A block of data
┌────────

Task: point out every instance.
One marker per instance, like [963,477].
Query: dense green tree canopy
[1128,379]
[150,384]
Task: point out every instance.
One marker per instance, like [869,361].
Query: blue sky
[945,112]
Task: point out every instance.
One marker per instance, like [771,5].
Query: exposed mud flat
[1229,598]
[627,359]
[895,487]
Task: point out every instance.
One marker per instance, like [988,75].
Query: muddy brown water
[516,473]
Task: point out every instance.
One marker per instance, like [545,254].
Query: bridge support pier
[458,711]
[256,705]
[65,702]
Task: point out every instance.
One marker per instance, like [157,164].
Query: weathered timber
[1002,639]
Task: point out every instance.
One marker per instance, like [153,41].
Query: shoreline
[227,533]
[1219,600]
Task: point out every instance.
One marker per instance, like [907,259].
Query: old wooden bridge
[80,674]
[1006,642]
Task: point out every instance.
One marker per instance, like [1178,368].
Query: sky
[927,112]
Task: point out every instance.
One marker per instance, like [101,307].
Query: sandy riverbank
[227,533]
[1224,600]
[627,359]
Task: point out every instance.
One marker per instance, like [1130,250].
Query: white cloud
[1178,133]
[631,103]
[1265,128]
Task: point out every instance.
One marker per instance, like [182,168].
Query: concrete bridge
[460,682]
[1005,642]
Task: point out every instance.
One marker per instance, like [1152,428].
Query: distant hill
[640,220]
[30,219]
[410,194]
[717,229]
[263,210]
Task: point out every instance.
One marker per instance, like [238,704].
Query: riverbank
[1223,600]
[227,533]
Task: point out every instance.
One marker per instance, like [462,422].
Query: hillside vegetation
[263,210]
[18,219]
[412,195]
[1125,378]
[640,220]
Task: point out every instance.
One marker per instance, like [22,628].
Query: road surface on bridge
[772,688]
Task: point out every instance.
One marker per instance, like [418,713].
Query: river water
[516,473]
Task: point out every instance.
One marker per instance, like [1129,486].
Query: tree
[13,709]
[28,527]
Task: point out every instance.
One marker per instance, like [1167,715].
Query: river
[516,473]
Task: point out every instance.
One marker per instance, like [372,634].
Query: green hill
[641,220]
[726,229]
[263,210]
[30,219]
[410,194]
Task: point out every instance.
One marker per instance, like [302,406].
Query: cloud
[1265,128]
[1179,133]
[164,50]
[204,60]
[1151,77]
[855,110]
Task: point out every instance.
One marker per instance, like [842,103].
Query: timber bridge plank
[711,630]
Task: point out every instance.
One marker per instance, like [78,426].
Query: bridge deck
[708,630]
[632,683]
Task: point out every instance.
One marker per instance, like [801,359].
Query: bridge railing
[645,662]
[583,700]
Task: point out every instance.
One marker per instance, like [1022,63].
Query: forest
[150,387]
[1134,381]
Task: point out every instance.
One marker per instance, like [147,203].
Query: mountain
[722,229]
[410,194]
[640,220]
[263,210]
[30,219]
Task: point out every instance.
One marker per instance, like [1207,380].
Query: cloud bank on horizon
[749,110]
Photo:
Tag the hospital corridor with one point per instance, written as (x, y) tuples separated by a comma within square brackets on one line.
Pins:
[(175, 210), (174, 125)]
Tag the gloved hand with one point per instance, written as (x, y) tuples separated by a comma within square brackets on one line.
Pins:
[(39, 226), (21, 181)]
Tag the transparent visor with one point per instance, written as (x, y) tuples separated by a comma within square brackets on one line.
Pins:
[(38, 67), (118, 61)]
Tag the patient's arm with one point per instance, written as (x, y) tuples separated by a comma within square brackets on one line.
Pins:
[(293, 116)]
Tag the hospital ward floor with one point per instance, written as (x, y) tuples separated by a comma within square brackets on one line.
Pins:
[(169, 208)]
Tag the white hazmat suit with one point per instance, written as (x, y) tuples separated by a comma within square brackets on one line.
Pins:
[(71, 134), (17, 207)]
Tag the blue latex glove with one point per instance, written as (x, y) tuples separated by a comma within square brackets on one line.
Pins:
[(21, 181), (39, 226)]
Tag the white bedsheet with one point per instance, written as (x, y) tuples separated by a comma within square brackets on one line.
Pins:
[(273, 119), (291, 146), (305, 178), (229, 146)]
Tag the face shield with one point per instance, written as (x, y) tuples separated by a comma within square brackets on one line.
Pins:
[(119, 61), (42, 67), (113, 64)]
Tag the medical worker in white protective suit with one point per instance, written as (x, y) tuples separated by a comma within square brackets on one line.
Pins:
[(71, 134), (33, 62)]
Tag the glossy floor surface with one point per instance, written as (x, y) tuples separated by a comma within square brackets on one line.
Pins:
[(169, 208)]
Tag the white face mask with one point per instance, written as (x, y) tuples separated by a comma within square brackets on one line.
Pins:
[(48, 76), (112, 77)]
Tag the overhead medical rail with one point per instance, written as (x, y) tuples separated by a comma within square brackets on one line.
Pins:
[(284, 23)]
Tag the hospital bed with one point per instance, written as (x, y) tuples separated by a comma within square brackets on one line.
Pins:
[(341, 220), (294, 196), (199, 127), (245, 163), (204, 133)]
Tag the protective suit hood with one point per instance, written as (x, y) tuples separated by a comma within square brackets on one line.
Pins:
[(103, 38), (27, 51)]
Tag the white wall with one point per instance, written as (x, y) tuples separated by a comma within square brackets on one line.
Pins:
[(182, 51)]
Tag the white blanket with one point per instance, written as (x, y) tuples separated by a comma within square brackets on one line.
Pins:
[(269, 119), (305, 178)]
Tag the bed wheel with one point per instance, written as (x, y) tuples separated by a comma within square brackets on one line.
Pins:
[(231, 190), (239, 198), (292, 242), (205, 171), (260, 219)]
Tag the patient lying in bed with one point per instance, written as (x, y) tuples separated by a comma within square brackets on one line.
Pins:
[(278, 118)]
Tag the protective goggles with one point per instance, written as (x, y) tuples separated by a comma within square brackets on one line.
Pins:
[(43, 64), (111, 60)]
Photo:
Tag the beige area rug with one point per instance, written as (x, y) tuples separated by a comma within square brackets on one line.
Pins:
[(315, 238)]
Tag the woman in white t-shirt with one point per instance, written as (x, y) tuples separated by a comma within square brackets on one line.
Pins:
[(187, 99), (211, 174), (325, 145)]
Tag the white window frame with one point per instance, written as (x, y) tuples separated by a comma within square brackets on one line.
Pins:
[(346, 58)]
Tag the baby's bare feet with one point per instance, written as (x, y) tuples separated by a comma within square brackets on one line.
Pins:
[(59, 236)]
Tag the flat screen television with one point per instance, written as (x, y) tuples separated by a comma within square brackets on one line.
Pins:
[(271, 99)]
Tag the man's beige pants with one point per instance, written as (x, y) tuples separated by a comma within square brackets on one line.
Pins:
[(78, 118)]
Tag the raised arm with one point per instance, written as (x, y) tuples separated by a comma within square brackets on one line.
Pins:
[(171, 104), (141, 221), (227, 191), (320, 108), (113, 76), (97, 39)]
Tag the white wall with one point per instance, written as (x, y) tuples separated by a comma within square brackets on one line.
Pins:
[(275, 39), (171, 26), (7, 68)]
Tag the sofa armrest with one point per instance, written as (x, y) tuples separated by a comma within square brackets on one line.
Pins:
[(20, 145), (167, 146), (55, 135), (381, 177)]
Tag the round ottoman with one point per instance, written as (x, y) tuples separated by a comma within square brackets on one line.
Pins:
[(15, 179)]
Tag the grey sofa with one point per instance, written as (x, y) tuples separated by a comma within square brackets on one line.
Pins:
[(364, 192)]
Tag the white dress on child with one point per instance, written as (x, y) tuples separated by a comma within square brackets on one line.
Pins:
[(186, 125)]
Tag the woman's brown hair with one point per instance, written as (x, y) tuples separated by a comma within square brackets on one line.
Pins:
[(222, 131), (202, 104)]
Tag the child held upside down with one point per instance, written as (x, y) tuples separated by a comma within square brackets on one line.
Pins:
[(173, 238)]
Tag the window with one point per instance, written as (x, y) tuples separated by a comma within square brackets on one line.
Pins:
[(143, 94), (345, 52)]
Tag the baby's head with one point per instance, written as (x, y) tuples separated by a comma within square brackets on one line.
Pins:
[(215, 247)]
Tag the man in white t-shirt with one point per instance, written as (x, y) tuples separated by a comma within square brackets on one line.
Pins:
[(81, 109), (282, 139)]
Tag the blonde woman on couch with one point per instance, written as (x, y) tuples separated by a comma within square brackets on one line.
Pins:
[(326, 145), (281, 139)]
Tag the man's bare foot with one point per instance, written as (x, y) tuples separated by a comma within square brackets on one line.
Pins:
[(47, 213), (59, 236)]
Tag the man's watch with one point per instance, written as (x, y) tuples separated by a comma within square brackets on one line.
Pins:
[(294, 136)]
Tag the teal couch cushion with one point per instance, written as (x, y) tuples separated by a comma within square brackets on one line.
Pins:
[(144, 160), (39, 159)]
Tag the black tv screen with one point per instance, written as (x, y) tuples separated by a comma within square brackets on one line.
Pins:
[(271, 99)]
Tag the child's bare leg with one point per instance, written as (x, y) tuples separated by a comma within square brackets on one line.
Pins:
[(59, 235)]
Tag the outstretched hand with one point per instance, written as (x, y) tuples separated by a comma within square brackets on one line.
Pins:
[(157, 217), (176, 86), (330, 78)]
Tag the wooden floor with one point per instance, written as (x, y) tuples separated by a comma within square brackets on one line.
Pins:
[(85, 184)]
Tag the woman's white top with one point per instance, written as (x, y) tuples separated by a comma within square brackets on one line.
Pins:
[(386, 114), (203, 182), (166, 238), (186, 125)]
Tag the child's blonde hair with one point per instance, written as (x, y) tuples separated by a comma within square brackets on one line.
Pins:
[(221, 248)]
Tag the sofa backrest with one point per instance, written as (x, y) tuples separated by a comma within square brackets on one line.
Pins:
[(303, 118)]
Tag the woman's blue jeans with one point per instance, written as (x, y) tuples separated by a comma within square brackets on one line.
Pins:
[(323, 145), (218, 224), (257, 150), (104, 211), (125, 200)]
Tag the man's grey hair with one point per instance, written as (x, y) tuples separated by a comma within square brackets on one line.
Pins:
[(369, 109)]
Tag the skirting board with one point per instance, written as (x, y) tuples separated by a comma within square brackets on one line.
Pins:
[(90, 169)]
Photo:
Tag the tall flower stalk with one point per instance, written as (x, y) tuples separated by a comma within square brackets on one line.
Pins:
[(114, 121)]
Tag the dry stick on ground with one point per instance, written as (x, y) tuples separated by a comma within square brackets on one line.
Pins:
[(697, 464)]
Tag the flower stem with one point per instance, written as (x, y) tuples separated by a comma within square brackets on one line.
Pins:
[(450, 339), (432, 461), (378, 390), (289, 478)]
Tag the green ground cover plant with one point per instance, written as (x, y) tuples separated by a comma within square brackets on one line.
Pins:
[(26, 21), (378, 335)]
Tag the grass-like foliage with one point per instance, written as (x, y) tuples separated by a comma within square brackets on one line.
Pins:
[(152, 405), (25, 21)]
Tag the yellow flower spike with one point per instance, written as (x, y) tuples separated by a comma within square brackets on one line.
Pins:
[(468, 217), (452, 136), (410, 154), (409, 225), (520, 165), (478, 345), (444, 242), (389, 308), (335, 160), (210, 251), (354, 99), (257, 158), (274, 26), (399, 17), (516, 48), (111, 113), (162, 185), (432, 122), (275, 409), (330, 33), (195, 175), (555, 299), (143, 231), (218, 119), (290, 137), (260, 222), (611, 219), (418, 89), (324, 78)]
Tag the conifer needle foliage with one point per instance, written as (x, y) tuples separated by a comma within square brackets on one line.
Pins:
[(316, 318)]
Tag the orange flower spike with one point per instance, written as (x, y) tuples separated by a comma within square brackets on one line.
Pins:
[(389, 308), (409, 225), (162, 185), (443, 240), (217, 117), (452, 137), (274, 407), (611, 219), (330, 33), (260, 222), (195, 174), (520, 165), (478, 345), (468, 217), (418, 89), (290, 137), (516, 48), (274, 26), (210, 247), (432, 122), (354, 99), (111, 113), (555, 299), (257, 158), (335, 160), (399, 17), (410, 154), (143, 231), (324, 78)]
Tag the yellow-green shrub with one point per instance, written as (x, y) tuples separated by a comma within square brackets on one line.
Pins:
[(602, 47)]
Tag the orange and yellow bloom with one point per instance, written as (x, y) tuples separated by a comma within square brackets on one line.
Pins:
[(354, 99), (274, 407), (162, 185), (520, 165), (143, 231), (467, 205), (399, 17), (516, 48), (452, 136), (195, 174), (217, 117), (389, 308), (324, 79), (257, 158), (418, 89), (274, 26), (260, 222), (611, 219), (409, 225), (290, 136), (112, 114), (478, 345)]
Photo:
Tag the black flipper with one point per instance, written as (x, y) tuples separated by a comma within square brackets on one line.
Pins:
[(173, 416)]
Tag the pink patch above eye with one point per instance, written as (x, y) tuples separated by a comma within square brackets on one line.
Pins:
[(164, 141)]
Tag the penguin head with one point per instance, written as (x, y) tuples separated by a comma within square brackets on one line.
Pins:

└────────

Exercise requirements: Give again, word for word, every line from the one holding "Tag the yellow-green" to the end of the data.

Response to this task:
Tag the yellow-green shrub with one point per instance, written as (x, y) tuples separated by a comma within square brackets on one line.
Pins:
[(602, 47)]
Tag the orange and yellow bloom with one point per instance, written as (x, y) tuples separated by a comma within square brackets on one line.
Pins:
[(354, 99), (274, 407), (162, 185), (520, 165), (143, 231), (467, 205), (399, 17), (516, 48), (452, 136), (195, 174), (217, 117), (389, 308), (324, 79), (257, 158), (418, 89), (274, 26), (260, 222), (611, 219), (409, 225), (290, 136), (112, 114), (478, 345)]
Photo:
Tag the black flipper with one point per instance, written as (x, y) tuples separated by a comma within square brackets on one line.
Pins:
[(173, 416)]
Tag the pink patch above eye with one point per instance, written as (x, y) tuples separated by a comma within square brackets on one line.
Pins:
[(164, 141)]
Tag the penguin head with one point per instance, written as (x, y) tuples separated by a comma within square brackets on one line.
Pins:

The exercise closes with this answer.